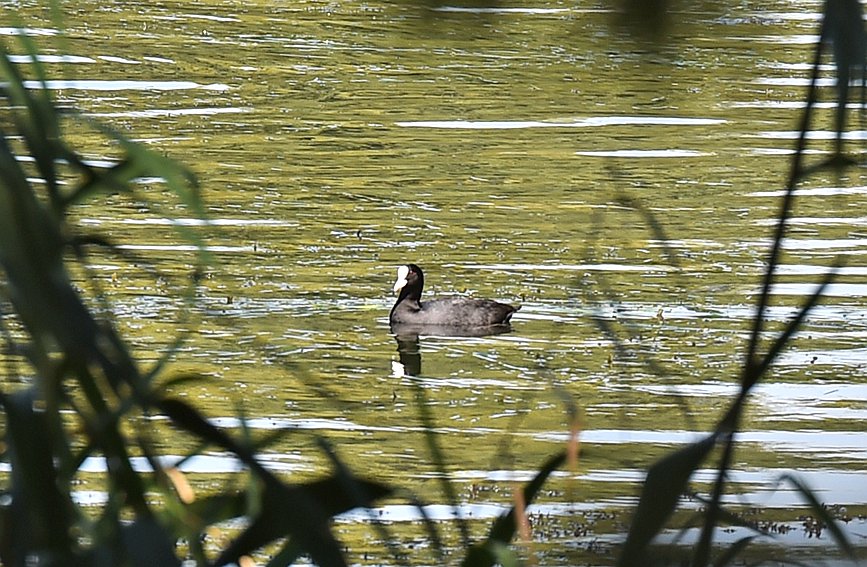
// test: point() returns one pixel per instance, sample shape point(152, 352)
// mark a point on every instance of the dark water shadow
point(408, 337)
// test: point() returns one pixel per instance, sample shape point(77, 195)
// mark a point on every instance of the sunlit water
point(525, 153)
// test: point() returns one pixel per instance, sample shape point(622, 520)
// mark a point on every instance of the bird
point(445, 312)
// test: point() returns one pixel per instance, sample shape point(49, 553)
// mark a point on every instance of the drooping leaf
point(665, 483)
point(491, 551)
point(147, 544)
point(303, 513)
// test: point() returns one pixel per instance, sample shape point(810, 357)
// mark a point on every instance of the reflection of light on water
point(645, 153)
point(576, 123)
point(831, 290)
point(127, 85)
point(818, 192)
point(574, 267)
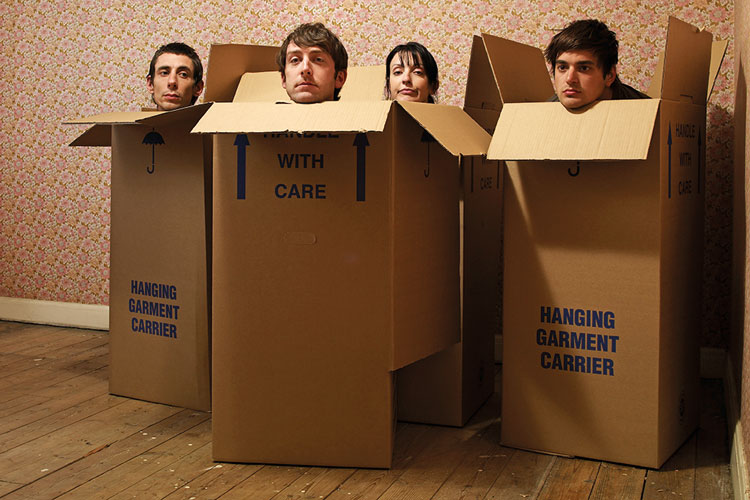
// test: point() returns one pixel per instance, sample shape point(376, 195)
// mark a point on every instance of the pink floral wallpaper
point(740, 344)
point(65, 59)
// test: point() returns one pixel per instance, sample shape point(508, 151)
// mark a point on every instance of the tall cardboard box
point(448, 387)
point(603, 257)
point(335, 263)
point(160, 244)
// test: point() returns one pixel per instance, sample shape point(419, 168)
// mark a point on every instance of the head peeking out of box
point(313, 63)
point(583, 58)
point(411, 74)
point(175, 76)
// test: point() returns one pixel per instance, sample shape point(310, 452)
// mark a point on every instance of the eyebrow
point(313, 51)
point(590, 63)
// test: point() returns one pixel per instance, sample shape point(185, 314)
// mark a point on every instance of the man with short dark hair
point(313, 64)
point(584, 58)
point(175, 76)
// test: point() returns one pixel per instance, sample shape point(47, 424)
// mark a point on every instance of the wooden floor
point(62, 435)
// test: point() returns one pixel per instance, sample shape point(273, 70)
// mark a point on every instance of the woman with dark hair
point(411, 74)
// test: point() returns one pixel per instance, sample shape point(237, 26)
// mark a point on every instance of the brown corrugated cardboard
point(160, 249)
point(161, 240)
point(448, 387)
point(603, 252)
point(335, 262)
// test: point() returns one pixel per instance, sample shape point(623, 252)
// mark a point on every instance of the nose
point(172, 80)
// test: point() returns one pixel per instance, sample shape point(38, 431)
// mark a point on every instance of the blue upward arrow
point(241, 142)
point(669, 160)
point(426, 137)
point(361, 142)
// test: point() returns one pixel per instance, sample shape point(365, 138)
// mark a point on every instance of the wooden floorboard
point(63, 436)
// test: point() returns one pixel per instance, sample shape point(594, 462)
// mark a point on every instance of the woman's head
point(411, 73)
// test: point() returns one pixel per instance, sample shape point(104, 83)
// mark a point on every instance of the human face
point(172, 85)
point(407, 80)
point(579, 80)
point(310, 74)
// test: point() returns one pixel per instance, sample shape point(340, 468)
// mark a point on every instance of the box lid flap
point(98, 135)
point(364, 83)
point(261, 117)
point(451, 127)
point(718, 50)
point(228, 62)
point(262, 86)
point(481, 88)
point(520, 70)
point(687, 59)
point(117, 118)
point(606, 130)
point(183, 115)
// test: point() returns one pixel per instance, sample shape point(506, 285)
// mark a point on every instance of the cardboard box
point(336, 257)
point(603, 256)
point(160, 243)
point(448, 387)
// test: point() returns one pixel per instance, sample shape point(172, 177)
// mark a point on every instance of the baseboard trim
point(95, 317)
point(713, 362)
point(737, 461)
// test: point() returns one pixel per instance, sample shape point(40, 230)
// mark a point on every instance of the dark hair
point(415, 54)
point(585, 34)
point(180, 49)
point(316, 35)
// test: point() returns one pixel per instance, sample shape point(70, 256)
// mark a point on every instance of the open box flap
point(183, 115)
point(117, 118)
point(363, 83)
point(451, 127)
point(687, 59)
point(606, 130)
point(262, 117)
point(520, 70)
point(100, 134)
point(228, 62)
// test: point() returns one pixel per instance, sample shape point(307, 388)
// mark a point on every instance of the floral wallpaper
point(740, 345)
point(65, 59)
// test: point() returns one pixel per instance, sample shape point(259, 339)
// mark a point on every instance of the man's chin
point(308, 97)
point(573, 102)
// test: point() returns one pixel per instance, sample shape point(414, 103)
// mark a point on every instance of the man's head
point(175, 76)
point(583, 57)
point(313, 64)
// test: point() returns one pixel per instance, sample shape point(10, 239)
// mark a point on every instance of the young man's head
point(583, 57)
point(175, 77)
point(313, 64)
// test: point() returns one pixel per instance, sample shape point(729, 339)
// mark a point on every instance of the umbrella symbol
point(152, 138)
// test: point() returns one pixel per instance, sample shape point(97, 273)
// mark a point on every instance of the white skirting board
point(737, 460)
point(95, 317)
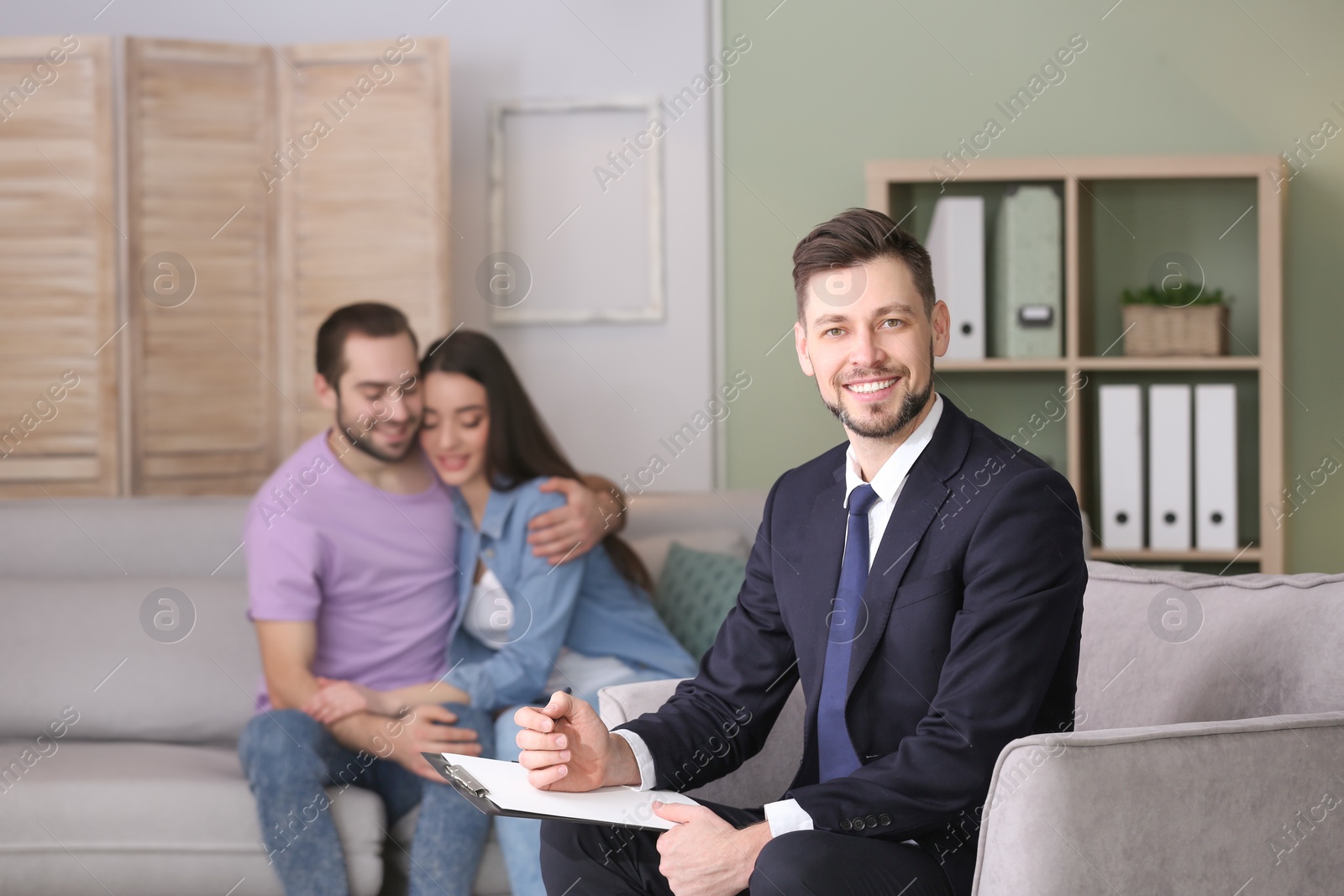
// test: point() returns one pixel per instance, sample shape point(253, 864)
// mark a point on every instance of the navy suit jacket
point(968, 638)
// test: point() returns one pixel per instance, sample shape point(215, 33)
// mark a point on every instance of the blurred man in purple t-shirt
point(351, 579)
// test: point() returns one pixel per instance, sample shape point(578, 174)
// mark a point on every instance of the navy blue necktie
point(837, 757)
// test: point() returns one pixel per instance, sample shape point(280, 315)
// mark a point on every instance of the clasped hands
point(394, 728)
point(568, 747)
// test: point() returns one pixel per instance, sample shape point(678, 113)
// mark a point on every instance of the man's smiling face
point(871, 345)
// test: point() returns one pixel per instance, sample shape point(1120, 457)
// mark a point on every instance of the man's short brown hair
point(853, 237)
point(367, 318)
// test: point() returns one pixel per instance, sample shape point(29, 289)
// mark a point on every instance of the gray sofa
point(1202, 765)
point(118, 770)
point(1209, 755)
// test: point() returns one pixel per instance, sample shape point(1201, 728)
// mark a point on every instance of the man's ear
point(800, 344)
point(326, 394)
point(941, 328)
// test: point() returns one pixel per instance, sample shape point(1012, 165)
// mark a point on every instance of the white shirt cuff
point(643, 758)
point(785, 815)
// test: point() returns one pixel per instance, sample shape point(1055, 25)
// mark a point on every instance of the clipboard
point(512, 797)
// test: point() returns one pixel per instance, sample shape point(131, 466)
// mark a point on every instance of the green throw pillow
point(696, 590)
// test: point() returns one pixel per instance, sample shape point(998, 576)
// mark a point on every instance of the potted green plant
point(1175, 322)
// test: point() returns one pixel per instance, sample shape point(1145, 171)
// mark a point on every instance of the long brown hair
point(519, 446)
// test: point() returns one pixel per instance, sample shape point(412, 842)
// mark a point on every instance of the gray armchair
point(1209, 754)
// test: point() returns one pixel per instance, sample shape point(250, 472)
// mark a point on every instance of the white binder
point(1028, 275)
point(1215, 466)
point(1121, 468)
point(1168, 468)
point(958, 250)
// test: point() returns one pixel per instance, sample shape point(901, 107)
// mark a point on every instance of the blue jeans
point(289, 758)
point(521, 839)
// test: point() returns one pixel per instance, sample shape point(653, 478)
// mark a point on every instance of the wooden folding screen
point(58, 277)
point(365, 196)
point(201, 127)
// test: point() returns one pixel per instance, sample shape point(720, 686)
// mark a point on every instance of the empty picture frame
point(575, 201)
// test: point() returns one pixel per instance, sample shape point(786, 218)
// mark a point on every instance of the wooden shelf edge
point(1097, 363)
point(1148, 555)
point(1073, 167)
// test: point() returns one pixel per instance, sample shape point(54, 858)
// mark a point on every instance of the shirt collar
point(894, 472)
point(496, 512)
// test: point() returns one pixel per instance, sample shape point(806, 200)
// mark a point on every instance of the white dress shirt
point(786, 815)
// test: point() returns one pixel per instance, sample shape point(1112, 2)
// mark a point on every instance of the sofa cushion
point(84, 644)
point(696, 593)
point(195, 537)
point(93, 817)
point(1162, 647)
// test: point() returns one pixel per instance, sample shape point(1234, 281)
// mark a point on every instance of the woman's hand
point(336, 700)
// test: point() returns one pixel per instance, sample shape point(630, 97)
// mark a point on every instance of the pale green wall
point(828, 85)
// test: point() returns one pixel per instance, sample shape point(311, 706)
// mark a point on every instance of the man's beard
point(355, 432)
point(887, 425)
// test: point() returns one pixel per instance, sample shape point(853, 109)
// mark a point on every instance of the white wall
point(609, 391)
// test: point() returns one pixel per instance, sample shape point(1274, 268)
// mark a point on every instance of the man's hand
point(427, 728)
point(705, 855)
point(570, 531)
point(568, 747)
point(336, 700)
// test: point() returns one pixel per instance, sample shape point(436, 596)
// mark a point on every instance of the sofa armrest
point(1200, 808)
point(759, 781)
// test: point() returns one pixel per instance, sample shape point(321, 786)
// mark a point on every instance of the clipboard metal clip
point(464, 781)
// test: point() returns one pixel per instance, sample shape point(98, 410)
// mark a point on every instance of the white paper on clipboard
point(508, 789)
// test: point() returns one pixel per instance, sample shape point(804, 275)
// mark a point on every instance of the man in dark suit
point(925, 580)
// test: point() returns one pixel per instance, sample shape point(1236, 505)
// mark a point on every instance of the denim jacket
point(584, 605)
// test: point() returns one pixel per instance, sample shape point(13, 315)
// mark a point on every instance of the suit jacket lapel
point(916, 508)
point(824, 547)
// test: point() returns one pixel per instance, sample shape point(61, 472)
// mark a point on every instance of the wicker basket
point(1156, 329)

- What is being asked
Take the stretch of lines above from the one containing "long brown hair" through the one containing "shape point(1112, 2)" and repeat it exactly, adding no other line.

- Task answer
// mark a point on every instance of the long brown hair
point(519, 446)
// test: point() returns one pixel per instance, sample shape point(412, 842)
// mark a point on every instance of the gray armchair
point(1209, 754)
// test: point() returns one pixel per instance, sample shape point(250, 472)
// mark a point on every instance of the white binder
point(1028, 275)
point(1215, 466)
point(1121, 468)
point(1168, 468)
point(958, 250)
// test: point() returns one pixel per instance, sample shape point(901, 107)
// mark a point on every instance of the blue jeans
point(289, 758)
point(521, 839)
// test: point() returns one pixel per instance, sample shape point(653, 478)
// mark a point on every instance of the wooden folding screen
point(58, 277)
point(365, 196)
point(201, 127)
// test: point() returns one pixel per instance, sample shape point(720, 686)
// mark a point on every instance of the empty picture frame
point(575, 201)
// test: point() returns one pixel per instance, sample shape point(786, 218)
// mark a point on every instance of the wooden shelf edge
point(1097, 363)
point(1148, 555)
point(1073, 167)
// test: point() returns one pixel per instance, sample shape point(54, 858)
// mark a point on every instance of the shirt collar
point(894, 472)
point(496, 512)
// test: point() returns one pixel per instance, sample shape point(806, 200)
// mark a point on every instance of the white dress shirt
point(786, 815)
// test: point() returns one pixel per instance, sample shape point(1112, 2)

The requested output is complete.